DIRECTIVE:
Copy the rows below without any change, starting with the first row and going on through the row that contains "85L433 76L407 75L402".

[[ DATA EXTRACT, beginning ]]

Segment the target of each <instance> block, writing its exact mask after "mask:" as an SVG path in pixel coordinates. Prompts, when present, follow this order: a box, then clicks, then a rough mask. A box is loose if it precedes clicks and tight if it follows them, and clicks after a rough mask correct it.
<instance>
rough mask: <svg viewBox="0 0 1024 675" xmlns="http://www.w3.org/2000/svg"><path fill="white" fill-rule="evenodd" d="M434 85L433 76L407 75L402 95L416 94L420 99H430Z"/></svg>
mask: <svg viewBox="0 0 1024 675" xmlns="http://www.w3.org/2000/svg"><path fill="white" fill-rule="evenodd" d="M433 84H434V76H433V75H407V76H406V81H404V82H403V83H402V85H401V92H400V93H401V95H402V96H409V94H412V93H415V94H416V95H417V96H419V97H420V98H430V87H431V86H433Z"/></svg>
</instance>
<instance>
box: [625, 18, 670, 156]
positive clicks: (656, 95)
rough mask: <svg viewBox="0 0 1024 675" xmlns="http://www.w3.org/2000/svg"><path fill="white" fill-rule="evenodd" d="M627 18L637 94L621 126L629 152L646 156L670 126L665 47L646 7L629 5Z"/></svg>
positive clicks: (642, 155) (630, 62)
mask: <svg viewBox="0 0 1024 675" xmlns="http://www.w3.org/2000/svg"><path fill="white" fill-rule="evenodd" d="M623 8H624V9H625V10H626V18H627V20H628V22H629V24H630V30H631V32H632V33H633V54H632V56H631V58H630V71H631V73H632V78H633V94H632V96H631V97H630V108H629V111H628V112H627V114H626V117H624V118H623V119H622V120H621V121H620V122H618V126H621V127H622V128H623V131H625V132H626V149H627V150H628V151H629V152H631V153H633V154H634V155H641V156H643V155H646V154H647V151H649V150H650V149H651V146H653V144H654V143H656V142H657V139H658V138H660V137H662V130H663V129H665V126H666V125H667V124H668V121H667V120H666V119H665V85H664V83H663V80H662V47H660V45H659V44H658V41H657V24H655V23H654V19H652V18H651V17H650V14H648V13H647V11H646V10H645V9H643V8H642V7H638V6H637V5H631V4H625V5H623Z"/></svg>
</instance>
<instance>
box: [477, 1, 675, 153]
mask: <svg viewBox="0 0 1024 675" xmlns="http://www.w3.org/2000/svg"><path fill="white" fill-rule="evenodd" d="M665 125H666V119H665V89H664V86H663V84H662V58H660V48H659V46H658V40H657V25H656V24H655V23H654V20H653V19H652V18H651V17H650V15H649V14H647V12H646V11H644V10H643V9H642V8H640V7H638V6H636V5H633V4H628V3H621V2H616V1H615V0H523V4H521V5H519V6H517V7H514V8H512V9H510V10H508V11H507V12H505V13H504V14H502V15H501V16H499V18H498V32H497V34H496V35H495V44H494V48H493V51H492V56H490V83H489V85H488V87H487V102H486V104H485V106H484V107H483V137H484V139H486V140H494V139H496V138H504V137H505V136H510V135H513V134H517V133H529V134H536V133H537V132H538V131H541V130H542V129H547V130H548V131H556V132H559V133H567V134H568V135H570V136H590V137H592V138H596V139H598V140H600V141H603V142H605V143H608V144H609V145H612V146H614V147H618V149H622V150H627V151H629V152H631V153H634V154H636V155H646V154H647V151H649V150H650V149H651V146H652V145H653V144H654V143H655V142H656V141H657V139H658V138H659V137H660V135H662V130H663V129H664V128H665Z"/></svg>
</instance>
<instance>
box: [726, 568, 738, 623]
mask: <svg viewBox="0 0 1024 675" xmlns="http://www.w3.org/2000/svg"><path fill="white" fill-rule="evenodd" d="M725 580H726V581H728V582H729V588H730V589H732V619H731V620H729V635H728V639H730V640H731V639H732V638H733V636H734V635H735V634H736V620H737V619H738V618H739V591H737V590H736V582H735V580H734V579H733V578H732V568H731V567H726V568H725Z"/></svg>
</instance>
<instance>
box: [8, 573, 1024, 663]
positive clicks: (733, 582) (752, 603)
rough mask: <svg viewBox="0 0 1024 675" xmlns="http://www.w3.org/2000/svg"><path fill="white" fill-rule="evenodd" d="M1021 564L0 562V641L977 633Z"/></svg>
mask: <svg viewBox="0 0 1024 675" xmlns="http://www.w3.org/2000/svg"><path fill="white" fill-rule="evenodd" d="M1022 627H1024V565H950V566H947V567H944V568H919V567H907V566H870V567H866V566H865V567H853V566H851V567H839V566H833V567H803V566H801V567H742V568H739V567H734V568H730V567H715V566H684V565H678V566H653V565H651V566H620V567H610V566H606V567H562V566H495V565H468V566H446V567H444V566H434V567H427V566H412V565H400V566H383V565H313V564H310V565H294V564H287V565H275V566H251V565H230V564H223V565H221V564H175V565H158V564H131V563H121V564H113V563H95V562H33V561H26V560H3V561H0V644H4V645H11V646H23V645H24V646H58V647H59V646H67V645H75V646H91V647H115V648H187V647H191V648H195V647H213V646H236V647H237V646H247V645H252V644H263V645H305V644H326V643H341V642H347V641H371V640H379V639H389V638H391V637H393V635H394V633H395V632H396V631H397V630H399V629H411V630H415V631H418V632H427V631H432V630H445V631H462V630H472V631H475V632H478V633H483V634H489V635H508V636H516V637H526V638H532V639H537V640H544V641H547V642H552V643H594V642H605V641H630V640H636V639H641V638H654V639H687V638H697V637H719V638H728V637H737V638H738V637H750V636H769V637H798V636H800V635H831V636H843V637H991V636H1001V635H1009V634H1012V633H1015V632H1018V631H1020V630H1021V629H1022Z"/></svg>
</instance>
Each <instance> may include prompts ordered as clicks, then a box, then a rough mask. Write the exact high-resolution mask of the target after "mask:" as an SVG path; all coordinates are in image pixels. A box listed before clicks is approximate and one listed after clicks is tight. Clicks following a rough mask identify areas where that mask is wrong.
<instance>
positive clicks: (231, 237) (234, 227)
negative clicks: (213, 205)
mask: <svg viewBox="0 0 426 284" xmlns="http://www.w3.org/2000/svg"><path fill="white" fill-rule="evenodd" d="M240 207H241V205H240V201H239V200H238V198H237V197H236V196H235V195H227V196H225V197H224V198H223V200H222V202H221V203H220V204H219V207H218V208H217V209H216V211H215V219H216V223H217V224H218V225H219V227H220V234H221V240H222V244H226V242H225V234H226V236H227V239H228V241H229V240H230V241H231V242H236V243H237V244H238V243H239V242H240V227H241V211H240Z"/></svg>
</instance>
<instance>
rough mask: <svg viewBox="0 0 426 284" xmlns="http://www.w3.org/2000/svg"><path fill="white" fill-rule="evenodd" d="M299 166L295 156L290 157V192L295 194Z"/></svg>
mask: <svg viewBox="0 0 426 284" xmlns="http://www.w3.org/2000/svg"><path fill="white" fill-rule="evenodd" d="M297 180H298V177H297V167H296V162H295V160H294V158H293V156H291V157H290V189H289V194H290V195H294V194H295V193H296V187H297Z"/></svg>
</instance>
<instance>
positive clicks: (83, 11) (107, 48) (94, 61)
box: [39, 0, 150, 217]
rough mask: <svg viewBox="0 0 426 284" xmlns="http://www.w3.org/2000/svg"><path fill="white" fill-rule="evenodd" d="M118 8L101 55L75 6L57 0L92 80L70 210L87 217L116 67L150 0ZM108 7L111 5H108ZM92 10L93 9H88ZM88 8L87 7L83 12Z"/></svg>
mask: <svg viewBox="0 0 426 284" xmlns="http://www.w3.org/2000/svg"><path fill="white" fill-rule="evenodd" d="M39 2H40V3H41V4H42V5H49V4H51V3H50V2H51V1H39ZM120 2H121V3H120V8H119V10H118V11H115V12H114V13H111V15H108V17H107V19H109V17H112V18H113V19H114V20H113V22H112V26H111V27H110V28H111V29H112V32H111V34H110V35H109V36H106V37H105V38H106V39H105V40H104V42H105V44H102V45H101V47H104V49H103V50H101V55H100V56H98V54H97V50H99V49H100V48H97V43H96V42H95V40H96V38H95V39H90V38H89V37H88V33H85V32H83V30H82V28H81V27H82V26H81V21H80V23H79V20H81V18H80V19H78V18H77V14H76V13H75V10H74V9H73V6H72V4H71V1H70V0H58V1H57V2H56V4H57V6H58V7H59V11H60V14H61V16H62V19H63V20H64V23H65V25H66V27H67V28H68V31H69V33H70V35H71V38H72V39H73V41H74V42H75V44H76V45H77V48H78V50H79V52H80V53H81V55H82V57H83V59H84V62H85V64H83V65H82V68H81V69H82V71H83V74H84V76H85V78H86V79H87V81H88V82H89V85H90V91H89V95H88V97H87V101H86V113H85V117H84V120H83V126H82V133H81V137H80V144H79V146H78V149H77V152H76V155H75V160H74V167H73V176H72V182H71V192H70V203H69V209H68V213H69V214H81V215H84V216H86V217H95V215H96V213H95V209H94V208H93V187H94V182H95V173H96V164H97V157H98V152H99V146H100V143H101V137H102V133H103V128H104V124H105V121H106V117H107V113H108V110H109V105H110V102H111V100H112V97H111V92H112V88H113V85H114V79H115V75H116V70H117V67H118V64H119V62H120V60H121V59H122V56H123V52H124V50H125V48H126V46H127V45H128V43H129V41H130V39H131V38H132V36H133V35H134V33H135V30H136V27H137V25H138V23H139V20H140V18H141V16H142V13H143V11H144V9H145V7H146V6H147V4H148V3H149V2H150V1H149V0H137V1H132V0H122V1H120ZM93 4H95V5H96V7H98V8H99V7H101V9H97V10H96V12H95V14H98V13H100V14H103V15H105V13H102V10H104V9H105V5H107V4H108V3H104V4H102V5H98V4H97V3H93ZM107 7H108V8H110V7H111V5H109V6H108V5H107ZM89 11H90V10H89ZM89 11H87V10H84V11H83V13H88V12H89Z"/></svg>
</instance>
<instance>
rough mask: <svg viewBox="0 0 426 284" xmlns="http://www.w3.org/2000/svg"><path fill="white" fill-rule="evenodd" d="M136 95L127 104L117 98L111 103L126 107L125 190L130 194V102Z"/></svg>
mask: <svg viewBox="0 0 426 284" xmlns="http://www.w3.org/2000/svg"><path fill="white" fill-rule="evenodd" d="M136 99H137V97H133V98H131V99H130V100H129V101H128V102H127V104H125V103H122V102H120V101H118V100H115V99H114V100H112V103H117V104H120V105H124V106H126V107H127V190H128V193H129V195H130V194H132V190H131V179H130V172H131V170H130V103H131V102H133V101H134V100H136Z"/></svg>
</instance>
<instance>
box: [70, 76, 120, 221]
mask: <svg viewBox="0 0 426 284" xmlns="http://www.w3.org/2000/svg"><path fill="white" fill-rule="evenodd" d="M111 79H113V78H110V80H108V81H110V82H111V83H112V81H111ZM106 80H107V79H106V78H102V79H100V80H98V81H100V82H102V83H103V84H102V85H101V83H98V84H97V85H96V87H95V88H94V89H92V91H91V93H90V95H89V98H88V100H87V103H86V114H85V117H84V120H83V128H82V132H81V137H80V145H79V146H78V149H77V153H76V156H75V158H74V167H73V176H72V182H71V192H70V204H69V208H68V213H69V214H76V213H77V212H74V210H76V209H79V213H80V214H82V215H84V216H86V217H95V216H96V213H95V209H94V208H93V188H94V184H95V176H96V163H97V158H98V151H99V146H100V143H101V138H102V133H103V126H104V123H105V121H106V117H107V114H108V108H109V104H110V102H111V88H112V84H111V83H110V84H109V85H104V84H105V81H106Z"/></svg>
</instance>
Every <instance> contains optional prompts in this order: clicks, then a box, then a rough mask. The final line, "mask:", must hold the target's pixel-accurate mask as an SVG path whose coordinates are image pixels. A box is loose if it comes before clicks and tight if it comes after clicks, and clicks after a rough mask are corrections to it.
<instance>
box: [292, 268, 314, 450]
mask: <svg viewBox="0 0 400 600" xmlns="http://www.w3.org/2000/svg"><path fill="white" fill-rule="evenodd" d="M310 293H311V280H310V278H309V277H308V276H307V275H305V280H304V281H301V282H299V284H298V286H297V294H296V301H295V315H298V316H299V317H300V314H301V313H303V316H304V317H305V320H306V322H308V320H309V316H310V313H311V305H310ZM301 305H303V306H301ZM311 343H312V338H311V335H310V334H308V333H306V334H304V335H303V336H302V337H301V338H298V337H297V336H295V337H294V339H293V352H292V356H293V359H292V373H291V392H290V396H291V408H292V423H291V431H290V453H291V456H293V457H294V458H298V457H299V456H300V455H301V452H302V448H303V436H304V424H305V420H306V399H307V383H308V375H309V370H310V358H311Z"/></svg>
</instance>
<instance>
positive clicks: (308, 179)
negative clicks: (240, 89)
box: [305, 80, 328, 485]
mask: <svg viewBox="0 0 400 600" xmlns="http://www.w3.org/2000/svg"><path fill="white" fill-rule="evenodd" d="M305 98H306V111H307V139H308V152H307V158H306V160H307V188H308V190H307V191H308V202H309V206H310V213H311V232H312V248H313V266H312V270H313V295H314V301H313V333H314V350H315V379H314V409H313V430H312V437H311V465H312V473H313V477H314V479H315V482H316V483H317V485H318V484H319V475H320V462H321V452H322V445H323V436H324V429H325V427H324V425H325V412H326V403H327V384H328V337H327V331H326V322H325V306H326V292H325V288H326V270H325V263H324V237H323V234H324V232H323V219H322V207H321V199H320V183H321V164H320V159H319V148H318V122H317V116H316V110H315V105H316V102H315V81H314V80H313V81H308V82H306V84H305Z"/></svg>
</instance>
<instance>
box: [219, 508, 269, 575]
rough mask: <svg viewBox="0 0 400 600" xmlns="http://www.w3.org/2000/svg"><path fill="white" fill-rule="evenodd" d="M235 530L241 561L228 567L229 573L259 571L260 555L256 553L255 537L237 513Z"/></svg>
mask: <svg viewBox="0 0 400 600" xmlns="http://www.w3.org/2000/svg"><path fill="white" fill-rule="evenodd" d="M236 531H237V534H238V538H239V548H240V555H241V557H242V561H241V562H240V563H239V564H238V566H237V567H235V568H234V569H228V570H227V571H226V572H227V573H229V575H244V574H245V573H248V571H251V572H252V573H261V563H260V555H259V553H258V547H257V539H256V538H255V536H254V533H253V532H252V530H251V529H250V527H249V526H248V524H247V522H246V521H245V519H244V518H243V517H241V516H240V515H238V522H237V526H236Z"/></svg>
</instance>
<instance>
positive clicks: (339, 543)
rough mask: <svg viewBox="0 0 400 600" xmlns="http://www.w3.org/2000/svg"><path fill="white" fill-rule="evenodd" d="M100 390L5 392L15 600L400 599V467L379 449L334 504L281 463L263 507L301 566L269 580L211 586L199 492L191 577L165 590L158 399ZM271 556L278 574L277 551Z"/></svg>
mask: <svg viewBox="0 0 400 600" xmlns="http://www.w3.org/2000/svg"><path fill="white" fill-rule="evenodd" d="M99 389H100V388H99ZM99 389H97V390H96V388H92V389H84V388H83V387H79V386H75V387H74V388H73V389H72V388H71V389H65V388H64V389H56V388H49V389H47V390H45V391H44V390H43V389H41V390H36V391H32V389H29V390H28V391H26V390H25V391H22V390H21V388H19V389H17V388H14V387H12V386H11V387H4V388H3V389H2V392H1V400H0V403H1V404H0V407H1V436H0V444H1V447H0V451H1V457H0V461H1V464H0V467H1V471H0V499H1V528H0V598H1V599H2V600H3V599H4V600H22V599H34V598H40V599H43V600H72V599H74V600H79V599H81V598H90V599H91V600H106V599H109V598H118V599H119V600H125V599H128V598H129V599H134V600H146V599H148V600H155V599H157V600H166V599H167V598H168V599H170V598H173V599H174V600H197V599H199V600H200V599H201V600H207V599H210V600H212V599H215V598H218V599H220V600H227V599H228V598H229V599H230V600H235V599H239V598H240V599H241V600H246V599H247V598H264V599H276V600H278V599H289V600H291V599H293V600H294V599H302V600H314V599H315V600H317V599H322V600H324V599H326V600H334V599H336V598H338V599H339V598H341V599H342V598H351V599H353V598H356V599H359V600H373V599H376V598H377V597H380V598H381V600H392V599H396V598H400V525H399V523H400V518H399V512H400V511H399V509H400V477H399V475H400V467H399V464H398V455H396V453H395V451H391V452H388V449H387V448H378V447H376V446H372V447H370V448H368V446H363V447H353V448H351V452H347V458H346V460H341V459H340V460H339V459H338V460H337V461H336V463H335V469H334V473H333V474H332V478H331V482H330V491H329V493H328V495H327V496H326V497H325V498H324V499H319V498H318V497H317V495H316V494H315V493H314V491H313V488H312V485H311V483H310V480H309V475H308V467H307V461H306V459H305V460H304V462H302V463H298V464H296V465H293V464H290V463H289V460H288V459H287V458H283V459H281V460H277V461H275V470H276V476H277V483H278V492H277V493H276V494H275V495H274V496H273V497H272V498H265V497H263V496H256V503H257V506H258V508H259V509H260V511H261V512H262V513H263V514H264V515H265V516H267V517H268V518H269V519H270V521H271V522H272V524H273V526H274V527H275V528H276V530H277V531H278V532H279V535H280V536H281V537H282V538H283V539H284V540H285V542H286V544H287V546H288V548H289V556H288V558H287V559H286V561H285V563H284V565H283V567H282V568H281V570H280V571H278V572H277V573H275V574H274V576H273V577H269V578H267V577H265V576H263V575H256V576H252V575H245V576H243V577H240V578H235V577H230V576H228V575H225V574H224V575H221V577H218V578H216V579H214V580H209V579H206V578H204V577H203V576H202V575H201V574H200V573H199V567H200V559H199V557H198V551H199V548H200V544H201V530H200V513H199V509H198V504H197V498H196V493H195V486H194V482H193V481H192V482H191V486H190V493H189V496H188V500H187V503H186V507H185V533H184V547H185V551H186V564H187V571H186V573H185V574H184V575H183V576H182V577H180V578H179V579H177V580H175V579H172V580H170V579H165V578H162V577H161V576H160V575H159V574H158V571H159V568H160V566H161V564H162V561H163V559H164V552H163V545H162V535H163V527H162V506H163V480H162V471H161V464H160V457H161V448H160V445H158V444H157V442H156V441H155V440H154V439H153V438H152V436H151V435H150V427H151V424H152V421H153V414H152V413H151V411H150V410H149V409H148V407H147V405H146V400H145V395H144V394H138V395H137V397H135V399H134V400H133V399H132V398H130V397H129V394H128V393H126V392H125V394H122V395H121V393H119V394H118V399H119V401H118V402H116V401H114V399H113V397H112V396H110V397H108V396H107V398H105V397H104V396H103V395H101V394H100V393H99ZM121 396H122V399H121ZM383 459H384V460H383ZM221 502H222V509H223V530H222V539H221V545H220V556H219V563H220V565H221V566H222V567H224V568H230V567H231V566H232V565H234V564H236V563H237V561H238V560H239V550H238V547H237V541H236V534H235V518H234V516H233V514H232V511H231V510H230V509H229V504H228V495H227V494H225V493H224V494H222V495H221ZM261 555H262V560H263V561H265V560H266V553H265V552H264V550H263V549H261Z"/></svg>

[[ DATA EXTRACT, end ]]

SOLUTION FOR THIS TASK:
Segment the target of each <instance> block, writing its exact mask after "mask:" as an SVG path in pixel coordinates. Prompts, when present, follow this order: a box, then clicks, then a rough mask. A box is loose if it precedes clicks and tight if it follows them, and clicks after a rough mask correct it.
<instance>
rough mask: <svg viewBox="0 0 1024 675" xmlns="http://www.w3.org/2000/svg"><path fill="white" fill-rule="evenodd" d="M434 85L433 76L407 75L402 95L416 94L420 99H430Z"/></svg>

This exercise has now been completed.